■ **To do**:
Scan the entries that follow for the word "keyword", then report every line in which it appears.

■ **Collected data entries**:
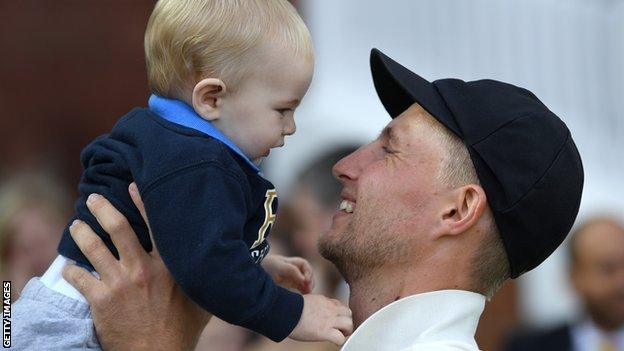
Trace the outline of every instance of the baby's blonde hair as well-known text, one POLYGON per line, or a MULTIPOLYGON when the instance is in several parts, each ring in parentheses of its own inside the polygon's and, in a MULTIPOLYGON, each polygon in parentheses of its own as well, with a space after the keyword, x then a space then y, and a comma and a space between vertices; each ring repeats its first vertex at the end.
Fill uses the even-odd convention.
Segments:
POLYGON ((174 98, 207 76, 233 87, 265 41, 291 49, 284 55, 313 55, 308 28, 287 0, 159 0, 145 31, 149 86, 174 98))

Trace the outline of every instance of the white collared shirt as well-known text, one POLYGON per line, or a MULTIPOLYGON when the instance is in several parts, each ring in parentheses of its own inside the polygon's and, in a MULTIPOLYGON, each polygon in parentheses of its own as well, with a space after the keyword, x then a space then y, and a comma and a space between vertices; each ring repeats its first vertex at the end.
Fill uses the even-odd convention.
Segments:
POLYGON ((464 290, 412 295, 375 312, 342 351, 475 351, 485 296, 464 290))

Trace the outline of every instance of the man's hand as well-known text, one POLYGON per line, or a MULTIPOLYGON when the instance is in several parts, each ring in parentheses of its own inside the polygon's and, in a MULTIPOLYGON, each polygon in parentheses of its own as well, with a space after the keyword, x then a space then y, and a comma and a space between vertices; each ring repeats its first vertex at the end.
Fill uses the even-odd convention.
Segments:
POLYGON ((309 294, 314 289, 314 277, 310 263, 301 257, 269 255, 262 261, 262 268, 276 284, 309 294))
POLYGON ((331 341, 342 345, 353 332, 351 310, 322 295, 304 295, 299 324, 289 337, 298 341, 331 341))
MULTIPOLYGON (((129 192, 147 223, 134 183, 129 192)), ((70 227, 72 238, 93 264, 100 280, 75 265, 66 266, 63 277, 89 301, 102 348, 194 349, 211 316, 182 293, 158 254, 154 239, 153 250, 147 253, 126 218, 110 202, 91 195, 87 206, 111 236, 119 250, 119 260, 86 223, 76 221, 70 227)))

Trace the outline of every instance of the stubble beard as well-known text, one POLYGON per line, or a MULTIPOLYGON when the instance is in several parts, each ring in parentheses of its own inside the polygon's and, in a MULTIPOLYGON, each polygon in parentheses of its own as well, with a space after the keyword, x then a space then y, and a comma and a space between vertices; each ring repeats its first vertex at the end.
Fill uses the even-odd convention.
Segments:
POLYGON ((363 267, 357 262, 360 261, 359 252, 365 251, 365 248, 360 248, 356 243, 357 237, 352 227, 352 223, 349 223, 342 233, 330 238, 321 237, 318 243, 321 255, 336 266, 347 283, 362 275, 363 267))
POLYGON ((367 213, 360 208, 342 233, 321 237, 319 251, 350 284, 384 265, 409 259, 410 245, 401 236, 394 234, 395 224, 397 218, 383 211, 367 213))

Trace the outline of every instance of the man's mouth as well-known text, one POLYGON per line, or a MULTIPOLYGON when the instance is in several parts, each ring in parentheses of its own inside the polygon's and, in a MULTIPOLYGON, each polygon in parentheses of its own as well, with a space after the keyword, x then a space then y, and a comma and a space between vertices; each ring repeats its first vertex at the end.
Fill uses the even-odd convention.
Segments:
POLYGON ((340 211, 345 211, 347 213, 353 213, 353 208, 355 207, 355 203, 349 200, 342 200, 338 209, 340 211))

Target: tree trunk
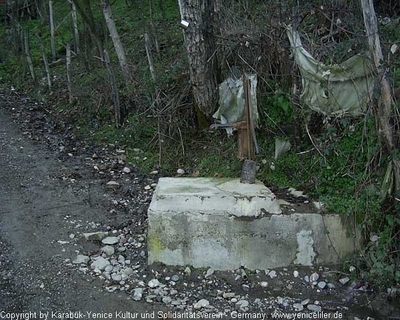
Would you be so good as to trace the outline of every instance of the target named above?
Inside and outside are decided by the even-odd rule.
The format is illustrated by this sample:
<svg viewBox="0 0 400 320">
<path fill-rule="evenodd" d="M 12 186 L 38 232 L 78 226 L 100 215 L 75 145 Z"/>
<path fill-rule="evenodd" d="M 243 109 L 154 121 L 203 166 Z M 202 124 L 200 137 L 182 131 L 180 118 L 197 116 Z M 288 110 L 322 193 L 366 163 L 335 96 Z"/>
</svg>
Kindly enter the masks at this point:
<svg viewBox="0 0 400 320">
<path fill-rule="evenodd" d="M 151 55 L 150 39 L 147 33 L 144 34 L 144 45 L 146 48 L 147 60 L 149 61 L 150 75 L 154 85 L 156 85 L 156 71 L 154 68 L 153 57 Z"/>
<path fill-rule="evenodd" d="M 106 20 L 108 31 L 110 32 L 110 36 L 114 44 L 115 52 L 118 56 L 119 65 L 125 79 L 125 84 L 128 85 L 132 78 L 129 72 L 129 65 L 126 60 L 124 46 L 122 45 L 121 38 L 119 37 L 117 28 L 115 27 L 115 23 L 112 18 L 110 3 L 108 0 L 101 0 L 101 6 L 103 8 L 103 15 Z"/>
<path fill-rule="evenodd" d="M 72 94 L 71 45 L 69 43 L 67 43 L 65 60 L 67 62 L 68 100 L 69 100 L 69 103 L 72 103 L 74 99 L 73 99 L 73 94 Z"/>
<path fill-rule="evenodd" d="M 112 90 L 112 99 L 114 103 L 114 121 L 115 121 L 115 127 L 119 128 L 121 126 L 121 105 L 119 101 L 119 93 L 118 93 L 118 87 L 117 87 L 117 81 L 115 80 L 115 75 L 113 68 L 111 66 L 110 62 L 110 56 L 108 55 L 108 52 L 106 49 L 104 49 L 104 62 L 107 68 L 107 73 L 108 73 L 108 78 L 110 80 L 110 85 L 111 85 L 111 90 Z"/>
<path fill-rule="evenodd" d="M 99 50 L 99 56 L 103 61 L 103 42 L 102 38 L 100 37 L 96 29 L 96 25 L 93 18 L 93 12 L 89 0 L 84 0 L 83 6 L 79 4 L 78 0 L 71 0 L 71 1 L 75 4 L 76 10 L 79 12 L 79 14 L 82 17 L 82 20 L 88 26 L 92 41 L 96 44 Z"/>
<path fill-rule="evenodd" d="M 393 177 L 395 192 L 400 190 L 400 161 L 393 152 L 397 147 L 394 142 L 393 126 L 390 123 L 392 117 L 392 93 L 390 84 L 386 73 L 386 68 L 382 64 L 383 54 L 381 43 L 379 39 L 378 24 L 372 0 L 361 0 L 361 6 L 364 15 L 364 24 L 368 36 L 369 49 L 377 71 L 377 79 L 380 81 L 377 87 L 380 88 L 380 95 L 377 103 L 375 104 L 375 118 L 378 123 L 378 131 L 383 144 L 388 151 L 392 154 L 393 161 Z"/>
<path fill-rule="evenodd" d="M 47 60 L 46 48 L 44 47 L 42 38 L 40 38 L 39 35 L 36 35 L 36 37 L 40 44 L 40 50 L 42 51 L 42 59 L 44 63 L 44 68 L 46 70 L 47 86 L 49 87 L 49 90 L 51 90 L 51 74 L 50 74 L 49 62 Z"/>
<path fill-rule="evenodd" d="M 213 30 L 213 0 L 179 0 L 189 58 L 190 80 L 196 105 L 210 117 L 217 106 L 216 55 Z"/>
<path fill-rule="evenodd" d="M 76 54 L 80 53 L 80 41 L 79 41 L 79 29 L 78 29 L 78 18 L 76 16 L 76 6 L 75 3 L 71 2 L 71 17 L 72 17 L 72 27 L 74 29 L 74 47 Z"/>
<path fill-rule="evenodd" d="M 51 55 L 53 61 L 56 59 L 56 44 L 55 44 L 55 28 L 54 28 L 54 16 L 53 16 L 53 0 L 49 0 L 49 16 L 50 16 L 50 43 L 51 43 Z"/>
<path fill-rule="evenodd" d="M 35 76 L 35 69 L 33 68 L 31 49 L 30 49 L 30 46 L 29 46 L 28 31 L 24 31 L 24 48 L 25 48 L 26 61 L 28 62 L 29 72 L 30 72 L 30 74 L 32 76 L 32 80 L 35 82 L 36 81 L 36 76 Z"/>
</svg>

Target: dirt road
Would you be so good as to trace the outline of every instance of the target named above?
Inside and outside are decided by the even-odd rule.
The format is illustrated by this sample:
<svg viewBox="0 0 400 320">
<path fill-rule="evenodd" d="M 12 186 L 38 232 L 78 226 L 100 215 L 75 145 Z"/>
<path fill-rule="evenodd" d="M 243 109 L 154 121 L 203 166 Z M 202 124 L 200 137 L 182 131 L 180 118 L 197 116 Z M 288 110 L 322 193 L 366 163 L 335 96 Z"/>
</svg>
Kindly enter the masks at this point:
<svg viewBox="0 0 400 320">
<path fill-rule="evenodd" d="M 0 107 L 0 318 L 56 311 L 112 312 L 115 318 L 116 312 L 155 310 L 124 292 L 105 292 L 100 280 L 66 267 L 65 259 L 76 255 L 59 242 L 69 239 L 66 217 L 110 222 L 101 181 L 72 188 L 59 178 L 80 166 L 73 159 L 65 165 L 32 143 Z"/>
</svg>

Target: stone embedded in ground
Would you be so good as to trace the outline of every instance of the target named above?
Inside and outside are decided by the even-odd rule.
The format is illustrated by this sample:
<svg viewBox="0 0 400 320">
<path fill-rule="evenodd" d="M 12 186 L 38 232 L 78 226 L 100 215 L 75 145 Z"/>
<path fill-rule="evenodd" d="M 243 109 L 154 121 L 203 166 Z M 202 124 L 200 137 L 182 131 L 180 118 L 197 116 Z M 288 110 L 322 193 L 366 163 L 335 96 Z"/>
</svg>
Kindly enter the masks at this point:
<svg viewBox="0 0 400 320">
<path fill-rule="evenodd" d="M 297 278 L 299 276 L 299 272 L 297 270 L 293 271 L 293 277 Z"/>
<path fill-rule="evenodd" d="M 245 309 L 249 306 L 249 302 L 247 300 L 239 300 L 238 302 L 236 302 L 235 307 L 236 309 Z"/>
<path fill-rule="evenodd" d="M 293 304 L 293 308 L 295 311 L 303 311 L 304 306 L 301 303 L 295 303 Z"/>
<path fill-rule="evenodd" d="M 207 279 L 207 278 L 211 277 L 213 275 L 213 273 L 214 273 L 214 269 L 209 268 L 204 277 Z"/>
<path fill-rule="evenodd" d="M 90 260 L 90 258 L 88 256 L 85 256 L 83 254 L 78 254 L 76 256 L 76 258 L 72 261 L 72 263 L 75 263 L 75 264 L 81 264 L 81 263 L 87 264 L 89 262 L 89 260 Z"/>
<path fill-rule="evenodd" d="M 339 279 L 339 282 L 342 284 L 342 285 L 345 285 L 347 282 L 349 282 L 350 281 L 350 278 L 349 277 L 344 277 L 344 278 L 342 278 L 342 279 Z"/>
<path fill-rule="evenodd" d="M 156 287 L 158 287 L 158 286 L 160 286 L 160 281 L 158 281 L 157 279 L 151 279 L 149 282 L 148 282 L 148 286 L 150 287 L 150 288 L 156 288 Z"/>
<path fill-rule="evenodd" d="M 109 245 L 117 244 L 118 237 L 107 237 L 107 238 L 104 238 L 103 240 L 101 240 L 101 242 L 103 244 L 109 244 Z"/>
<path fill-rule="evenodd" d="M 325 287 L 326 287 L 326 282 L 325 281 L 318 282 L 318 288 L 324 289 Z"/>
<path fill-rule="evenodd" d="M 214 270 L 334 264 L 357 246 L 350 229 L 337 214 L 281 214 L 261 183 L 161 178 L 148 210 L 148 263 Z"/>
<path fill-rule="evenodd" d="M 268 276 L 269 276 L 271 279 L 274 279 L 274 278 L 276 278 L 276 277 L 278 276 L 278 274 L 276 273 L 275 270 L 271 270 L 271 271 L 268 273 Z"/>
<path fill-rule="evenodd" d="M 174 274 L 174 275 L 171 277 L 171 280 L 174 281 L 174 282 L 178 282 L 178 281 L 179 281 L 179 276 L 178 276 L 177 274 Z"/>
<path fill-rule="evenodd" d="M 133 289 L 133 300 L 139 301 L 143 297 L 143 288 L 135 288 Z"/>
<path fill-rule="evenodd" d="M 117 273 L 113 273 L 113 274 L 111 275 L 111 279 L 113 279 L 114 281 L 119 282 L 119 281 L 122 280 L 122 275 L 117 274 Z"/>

■ **Answer for this exercise**:
Trace the outline of every instance of the baby's blonde hair as well-known text, one POLYGON per line, or a MULTIPOLYGON when the instance is in several parts, each ring in parentheses of its own inside the polygon's and, in a MULTIPOLYGON, each polygon in parentheses of its own as well, with a space after the keyword, x then a space then y, and a comma and a space between vertices; each ring repeats its first vertex at the end.
Trace the outline of every instance of the white collared shirt as well-known text, one POLYGON per line, or a MULTIPOLYGON when the instance is in several parts, each ring in parentheses of its own inside the polygon's and, in a MULTIPOLYGON, each polygon in parentheses of its own as well, with a space after the keyword, x then a space then y, and a comma and a space between vertices; each ring repeats its first vertex at the end.
Trace the outline of every instance of the man's hand as well-known text, one POLYGON per line, or a MULTIPOLYGON when the instance is in several parts, each ring in parentheses of its own inside the polygon's and, in a MULTIPOLYGON, each polygon in parentheses of its own as well, with a space after the keyword, x then a space then y, and a comma and a space between vertices; each ring repeats its first vertex at the end.
Trace the outline of every instance of the stubble beard as well-known text, one POLYGON per line, or a MULTIPOLYGON when the instance is in several parts, each ring in parentheses of its own inside the polygon's and, in a MULTIPOLYGON, each polygon in parentheses of its own as well, with a space after the keyword, x then a space then y, and a comma and a space between vertices; each ring repeats its first vertex at the end.
Trace the outline of every instance of the man's mouth as well-known text, one POLYGON per line, or a MULTIPOLYGON when the instance is in several parts, each ring in parentheses of its own inside the polygon's and, in a MULTIPOLYGON, each polygon in parentheses of its own as well, with a space after the keyword, x then a space then y, and a comma and a space between vertices; each ring repeats its first vertex at the end.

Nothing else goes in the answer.